■ **WHAT IS NEEDED**
Which lines of the material contain the word "apple"? Copy each of those lines, treating case as significant.

[Stored records]
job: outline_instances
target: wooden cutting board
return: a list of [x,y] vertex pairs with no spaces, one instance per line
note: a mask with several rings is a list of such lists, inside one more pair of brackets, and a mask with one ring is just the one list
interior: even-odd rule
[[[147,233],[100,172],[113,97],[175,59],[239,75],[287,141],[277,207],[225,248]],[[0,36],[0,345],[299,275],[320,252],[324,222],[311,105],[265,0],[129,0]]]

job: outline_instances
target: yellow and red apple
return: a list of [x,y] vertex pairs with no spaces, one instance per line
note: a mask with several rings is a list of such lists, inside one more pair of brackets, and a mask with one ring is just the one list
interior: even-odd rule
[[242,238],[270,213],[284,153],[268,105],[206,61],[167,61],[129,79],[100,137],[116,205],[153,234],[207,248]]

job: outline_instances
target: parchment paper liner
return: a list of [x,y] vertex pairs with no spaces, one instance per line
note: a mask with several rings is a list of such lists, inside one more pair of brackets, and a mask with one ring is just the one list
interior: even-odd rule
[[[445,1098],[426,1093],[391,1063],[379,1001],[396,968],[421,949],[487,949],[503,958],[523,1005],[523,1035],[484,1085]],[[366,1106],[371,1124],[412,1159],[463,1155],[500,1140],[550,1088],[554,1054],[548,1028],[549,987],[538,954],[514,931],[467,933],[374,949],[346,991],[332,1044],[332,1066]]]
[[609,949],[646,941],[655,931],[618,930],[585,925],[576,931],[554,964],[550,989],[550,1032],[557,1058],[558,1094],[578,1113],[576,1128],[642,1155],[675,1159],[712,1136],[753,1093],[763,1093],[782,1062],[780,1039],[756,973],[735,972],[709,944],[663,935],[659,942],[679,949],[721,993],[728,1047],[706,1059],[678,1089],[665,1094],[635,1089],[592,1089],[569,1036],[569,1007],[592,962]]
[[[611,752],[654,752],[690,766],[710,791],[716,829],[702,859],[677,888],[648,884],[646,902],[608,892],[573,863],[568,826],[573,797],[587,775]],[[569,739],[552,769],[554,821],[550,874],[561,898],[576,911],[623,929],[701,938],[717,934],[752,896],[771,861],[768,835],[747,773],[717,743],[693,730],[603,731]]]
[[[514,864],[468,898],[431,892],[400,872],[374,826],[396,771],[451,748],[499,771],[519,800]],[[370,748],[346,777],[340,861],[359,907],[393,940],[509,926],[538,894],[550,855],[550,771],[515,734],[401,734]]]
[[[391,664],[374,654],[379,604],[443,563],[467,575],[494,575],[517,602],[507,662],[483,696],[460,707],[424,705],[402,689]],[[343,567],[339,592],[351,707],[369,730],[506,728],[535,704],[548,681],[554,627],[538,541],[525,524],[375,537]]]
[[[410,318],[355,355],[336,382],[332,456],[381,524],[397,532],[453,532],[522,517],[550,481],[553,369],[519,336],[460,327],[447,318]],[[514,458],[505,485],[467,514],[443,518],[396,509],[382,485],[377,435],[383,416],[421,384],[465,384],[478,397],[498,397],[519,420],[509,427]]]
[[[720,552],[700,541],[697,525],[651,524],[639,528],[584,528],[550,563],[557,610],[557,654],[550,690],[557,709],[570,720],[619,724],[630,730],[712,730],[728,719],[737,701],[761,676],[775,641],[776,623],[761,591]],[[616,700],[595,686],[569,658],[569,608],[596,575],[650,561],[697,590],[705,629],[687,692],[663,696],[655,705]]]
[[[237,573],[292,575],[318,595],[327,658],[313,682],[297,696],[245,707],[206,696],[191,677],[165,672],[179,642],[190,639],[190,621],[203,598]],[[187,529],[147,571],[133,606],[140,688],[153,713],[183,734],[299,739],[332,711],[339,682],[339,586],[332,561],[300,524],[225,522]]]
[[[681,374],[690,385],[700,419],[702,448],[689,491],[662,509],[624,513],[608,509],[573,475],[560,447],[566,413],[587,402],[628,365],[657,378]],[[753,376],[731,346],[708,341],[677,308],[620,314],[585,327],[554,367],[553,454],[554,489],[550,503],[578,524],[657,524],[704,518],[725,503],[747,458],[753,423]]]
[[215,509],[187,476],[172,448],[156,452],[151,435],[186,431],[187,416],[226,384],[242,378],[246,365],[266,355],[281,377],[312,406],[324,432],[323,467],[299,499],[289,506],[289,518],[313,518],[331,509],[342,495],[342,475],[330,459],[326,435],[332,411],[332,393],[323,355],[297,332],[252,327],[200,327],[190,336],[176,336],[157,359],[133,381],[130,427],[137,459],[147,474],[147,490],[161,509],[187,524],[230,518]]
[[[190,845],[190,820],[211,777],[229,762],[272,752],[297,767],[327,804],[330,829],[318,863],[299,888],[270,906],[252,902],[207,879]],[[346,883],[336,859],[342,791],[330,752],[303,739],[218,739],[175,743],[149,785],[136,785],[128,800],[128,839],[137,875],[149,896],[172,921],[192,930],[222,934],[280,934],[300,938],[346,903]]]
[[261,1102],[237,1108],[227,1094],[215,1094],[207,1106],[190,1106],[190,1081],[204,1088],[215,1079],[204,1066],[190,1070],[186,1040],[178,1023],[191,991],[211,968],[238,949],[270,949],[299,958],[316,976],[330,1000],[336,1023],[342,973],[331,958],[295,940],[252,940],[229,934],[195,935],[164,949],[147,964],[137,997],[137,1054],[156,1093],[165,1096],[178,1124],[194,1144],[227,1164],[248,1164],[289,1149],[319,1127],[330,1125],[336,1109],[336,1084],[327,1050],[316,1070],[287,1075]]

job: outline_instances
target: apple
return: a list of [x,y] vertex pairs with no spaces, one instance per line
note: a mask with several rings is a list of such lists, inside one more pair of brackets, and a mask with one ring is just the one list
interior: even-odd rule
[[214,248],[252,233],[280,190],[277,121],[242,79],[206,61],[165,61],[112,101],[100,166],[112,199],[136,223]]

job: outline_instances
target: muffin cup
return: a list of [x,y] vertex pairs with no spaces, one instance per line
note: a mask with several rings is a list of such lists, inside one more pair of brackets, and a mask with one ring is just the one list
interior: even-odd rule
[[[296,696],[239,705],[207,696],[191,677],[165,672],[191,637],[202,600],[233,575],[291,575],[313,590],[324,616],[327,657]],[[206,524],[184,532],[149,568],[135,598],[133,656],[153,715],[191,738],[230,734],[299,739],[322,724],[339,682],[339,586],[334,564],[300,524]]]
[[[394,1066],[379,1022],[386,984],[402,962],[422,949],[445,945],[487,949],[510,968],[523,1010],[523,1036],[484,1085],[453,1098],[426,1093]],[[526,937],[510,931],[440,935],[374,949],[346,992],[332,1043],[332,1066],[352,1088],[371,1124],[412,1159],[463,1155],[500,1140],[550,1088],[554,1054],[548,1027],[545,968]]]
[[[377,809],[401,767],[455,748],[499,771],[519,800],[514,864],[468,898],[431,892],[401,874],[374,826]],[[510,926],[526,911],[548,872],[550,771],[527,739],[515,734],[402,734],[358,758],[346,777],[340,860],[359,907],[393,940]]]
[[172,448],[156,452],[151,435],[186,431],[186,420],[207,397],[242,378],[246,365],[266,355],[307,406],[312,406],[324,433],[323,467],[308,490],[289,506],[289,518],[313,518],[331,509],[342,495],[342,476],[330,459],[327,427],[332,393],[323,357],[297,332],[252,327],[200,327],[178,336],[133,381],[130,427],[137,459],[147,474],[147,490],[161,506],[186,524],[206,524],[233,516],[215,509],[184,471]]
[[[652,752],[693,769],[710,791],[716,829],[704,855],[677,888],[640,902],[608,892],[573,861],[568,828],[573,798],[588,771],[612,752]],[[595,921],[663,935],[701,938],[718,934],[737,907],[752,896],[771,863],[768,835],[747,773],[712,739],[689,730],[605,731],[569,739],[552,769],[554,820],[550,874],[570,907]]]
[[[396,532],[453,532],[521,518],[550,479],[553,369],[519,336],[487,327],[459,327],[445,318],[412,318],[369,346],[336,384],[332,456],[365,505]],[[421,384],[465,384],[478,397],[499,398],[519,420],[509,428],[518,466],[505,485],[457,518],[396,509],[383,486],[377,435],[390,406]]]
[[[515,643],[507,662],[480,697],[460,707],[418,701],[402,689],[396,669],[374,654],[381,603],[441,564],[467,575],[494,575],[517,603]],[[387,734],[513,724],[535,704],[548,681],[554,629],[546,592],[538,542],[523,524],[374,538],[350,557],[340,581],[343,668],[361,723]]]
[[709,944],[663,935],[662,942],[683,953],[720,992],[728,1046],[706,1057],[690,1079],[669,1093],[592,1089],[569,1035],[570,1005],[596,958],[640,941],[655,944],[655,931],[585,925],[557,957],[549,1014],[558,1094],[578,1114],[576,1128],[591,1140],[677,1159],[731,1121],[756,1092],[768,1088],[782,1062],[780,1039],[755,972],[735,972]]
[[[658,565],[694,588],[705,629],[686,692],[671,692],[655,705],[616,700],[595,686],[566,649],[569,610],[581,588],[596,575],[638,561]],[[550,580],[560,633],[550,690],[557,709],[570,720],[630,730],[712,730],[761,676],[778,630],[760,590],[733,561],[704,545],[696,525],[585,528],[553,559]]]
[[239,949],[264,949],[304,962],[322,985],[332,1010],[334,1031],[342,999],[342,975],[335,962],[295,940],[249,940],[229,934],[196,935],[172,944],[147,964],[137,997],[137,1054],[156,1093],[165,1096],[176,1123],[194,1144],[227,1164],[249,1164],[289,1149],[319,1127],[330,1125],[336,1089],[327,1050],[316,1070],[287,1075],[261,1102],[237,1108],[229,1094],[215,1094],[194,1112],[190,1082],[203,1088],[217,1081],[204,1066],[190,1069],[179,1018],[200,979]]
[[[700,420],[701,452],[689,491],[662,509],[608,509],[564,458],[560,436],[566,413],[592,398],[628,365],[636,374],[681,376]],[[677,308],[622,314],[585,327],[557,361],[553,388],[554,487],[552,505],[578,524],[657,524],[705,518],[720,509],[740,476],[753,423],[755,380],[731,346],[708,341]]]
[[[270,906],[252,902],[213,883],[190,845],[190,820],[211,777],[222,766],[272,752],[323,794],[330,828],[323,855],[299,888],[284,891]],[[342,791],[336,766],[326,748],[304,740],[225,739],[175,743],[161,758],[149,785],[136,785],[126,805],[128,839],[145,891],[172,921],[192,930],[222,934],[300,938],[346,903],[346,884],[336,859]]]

■ **WRITTEN REPLY**
target: yellow and red apple
target: apple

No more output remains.